**課題一覧:**
a - 「かねやす」についての文章から、「先日、白山から本郷通りを神田」から「祖争いが起こり、裁判となる。」までを、両端の語句も含めて一字一句違えずに書き写してください。
b - 「かねやす」についての文章の続きを、最後の文の後から書き進めてください。

**提示文章:**
══════════════════════════════

その他の世界をたどる道(五)


3月13日 かねやす
「本郷も かねやすまでは 江戸のうち」

先日、白山から本郷通りを神田に向かって歩いていたら、都営大江戸線本郷三丁目駅すぐの交差点で シャッターに大きく描かれた「かねやす」の文字を見つけた。
その瞬間、頭に浮かんだのが上記の句である。
意味など考えたこともなかったが、なんとなく覚えていたもので、帰ってから調べてみた。
Wikipediaによると、「かねやす」とは、京都で口中医(歯医者)をしていた兼康祐悦(かねやす ゆうえつ)が、徳川家康が江戸入府した際に従って、江戸に移住し、興した のだそうだ。

「かねやす」を興したのは初代・兼康祐悦(かねやす ゆうえつ)で、京都で口中医をしていた。
徳川家康が江戸入府した際に従って、江戸に移住し、口中医をしていた。
「元禄年間に、歯磨き粉である『乳香散』を製造販売したところ、大いに人気を呼び、それをきっかけにして小間物店『兼康』を開業する。
乳香散が爆発的に売れたため、当時の当主は弟にのれん分けをし、芝にもう一つの兼康を開店した。
同種の製品が他でも作られ、売上が伸び悩むようになると、本郷と芝の両店で元祖争いが起こり、裁判となる。
これを裁いたのは大岡忠相であった。

══════════════════════════════

[抽出データの記録]
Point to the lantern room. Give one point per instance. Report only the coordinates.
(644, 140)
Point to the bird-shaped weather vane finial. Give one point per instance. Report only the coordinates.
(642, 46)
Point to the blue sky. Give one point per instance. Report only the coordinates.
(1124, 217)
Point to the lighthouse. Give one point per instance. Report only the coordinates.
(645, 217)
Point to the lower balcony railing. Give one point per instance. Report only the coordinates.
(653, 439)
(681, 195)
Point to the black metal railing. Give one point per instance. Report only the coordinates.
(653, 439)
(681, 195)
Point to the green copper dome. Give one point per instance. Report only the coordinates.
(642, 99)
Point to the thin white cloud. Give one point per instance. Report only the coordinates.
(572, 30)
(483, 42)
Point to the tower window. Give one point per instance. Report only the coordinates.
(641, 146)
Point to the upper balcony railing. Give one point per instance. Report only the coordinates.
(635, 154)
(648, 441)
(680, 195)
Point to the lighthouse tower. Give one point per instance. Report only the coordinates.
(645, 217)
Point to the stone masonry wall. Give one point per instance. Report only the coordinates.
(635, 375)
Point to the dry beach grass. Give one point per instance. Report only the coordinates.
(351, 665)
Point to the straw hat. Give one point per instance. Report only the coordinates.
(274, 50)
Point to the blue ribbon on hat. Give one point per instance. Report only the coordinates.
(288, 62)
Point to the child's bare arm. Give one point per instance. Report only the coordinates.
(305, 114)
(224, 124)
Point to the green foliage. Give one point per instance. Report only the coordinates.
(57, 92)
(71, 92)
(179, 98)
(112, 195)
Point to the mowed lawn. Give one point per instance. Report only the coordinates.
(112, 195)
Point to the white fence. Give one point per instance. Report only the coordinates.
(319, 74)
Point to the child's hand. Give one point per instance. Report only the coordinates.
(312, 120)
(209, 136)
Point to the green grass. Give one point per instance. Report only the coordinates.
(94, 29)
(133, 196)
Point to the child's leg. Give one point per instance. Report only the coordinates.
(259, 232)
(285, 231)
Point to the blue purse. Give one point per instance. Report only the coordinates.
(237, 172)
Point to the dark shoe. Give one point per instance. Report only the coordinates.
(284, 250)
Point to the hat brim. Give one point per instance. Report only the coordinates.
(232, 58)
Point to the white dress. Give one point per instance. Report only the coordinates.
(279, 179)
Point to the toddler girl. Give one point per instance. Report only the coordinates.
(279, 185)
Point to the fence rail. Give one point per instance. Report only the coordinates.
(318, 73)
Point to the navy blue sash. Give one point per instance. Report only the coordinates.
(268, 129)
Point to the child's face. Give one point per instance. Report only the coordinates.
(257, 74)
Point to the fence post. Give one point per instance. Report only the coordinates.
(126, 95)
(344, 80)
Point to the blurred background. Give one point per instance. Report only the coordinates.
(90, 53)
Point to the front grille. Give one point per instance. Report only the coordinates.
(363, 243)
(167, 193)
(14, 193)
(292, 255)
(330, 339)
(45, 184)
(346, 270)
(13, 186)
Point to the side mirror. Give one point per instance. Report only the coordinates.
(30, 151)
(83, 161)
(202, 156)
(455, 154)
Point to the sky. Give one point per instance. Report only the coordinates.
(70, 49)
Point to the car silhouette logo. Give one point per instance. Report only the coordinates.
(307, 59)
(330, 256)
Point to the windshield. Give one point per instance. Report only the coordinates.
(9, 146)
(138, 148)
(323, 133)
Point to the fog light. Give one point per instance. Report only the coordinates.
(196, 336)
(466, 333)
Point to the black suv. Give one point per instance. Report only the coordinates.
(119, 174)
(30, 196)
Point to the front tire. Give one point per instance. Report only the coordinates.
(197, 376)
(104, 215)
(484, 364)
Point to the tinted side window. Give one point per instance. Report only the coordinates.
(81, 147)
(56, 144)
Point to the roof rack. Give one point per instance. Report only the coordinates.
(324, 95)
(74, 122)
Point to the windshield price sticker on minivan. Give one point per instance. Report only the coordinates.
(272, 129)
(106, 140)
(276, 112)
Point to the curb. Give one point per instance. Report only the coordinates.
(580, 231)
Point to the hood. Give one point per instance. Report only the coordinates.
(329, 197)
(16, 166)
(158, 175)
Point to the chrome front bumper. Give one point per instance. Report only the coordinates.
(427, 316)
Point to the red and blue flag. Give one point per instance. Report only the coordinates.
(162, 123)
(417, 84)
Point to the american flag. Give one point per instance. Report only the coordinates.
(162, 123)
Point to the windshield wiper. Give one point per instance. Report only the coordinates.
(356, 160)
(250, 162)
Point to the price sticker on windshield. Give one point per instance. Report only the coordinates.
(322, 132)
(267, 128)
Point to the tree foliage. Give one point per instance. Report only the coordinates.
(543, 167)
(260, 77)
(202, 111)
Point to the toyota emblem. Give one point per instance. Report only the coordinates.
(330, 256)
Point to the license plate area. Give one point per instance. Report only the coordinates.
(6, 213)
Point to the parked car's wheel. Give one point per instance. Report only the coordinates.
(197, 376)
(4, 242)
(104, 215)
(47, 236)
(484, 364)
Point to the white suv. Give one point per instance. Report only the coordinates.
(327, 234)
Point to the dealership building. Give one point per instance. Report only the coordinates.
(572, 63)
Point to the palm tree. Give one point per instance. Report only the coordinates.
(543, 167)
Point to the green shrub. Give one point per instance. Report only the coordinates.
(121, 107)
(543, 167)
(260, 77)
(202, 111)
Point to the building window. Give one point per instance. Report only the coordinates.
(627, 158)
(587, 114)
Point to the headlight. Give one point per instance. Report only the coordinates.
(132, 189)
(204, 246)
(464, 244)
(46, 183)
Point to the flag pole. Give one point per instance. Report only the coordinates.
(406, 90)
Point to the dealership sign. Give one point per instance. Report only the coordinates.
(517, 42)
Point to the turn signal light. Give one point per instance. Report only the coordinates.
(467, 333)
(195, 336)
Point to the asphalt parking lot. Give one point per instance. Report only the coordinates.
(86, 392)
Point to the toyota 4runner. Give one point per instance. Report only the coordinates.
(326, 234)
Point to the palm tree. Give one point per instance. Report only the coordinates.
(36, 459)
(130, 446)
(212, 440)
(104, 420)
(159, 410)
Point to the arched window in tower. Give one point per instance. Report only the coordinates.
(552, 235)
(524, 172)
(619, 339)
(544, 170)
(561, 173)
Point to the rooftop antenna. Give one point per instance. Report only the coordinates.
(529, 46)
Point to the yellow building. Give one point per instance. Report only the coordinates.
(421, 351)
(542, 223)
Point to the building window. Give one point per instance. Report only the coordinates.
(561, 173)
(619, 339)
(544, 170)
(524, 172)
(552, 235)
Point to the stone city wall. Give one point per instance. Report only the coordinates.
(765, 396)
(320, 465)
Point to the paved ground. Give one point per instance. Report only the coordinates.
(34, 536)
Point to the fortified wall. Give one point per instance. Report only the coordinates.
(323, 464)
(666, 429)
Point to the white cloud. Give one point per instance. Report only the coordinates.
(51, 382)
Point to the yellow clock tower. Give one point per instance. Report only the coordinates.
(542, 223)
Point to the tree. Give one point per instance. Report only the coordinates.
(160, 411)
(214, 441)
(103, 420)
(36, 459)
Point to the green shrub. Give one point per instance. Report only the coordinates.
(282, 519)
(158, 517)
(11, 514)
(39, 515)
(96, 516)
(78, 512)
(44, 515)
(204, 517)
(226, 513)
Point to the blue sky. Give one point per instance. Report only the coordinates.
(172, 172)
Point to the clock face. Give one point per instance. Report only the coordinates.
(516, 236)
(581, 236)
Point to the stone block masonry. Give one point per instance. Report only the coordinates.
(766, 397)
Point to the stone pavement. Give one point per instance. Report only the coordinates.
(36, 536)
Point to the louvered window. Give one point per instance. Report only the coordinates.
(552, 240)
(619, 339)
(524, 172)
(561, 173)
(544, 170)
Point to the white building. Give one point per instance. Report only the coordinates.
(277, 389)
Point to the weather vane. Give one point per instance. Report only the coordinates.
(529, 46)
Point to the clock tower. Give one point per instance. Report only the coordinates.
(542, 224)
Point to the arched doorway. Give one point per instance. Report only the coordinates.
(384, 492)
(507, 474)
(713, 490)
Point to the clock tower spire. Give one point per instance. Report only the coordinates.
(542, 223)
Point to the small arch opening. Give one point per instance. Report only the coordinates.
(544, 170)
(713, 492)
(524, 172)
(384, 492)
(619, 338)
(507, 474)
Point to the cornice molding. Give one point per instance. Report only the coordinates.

══════════════════════════════

**課題の解答:**
a -
先日、白山から本郷通りを神田に向かって歩いていたら、都営大江戸線本郷三丁目駅すぐの交差点で シャッターに大きく描かれた「かねやす」の文字を見つけた。
その瞬間、頭に浮かんだのが上記の句である。
意味など考えたこともなかったが、なんとなく覚えていたもので、帰ってから調べてみた。
Wikipediaによると、「かねやす」とは、京都で口中医(歯医者)をしていた兼康祐悦(かねやす ゆうえつ)が、徳川家康が江戸入府した際に従って、江戸に移住し、興した のだそうだ。

「かねやす」を興したのは初代・兼康祐悦(かねやす ゆうえつ)で、京都で口中医をしていた。
徳川家康が江戸入府した際に従って、江戸に移住し、口中医をしていた。
「元禄年間に、歯磨き粉である『乳香散』を製造販売したところ、大いに人気を呼び、それをきっかけにして小間物店『兼康』を開業する。
乳香散が爆発的に売れたため、当時の当主は弟にのれん分けをし、芝にもう一つの兼康を開店した。
同種の製品が他でも作られ、売上が伸び悩むようになると、本郷と芝の両店で元祖争いが起こり、裁判となる。

b -
大岡は芝の店を兼康、本郷の店をかねやすとせよ、という処分を下した。本郷の店がひらがななのはそのためである。
その後、芝の店は廃業した。」とある、おもしろい。

さらに1730年(享保15年)、大火事が起こり、復興する際、大岡忠相は本郷の「かねやす」があったあたりから南側の建物には塗屋・土蔵造りを奨励し、屋根は茅葺きを禁じ、瓦で葺くことを許した。
このため、「かねやす」が江戸の北限として認識されるようになり、「本郷も かねやすまでは 江戸のうち」の川柳が生まれた。

ただでさえおもしろい話なのに、大岡中相が出て来ることで、よけいおもしろい話となる。
漢字の「兼康」とひらがなの「かねやす」、しかもひらがなの「かねやす」は現在もなお続いている。
私が通った日がたまたまお店が休みで、シャッターが下りていたが、そうでなかったら気づかなかったかもしれない。
今度開いている日に覗いてみたい。

そう思っていたのだが、ネットで調べてみたらもう1年近く休業中で、しかもテナント募集の看板が掲げられているそうだ。
あわてて写真を見直したら、たしかに自分の写真にも看板が写っている。
看板は覚えていたが、7階建てのビルなので上の空き部屋が空いたのだろうとぼんやり思った記憶がある。
閉店だとすれば残念だ、1度行っておきたかった。

ちょうど今読んでいる夏目漱石著「三四郎」にも出て来るので余計悔しかった。
「そのリボンの色も質も、たしかに野々宮君が兼安(かねやす)で買ったものと同じであると考え出した時、三四郎は急に足が重くなった。」

ひとりごと」 にも写真を載せてあります。 ★東京都文京区本郷2-40-11

(2018年3月13日の日記)
3月17日 東京第二陸軍造兵廠板橋製造所遺構〜加賀公園
先日佐藤さつきさんの漫画「妖怪ギガ」を読んでいたら、「石神」の話だった。
普通に「いしがみ」と読みたいところ、「しゃくじ」とルビが振ってあり、「全国各地で崇められている道祖神。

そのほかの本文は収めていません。